═══ Given data ═══

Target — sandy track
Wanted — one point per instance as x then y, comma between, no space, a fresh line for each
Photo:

═══
═══ Given data ═══

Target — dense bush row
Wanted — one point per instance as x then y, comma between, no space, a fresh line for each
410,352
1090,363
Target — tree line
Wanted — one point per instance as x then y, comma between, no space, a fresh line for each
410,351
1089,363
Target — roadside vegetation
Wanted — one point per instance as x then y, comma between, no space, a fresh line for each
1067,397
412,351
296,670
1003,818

═══

» **What you should do**
Check every line of the data above for the string "Target", and copy those that have it.

» **Task solution**
Target — sandy track
Target — dense bush row
Target — tree line
Target — roadside vegetation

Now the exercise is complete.